_TASK DETAILS_
Rewrite everything from the line containing "Locate the small" down to the end of the material, switching "bud" to "blossom" and leaving all else unchanged.

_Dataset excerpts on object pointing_
▽
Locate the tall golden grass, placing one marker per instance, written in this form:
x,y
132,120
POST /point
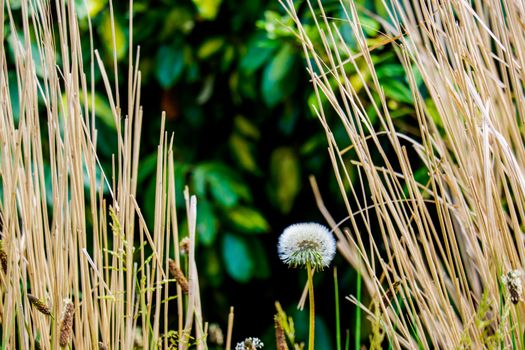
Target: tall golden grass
x,y
88,259
431,254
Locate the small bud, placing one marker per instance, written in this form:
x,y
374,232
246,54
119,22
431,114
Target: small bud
x,y
184,245
279,336
39,304
176,273
66,325
3,258
513,283
250,344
△
_SOLUTION TO THE PROBLEM_
Locate the small blossom, placing one marker per instance, written in this form:
x,y
374,232
246,54
119,22
431,114
Target: small blossom
x,y
184,245
279,336
39,304
176,273
66,325
3,258
513,283
250,344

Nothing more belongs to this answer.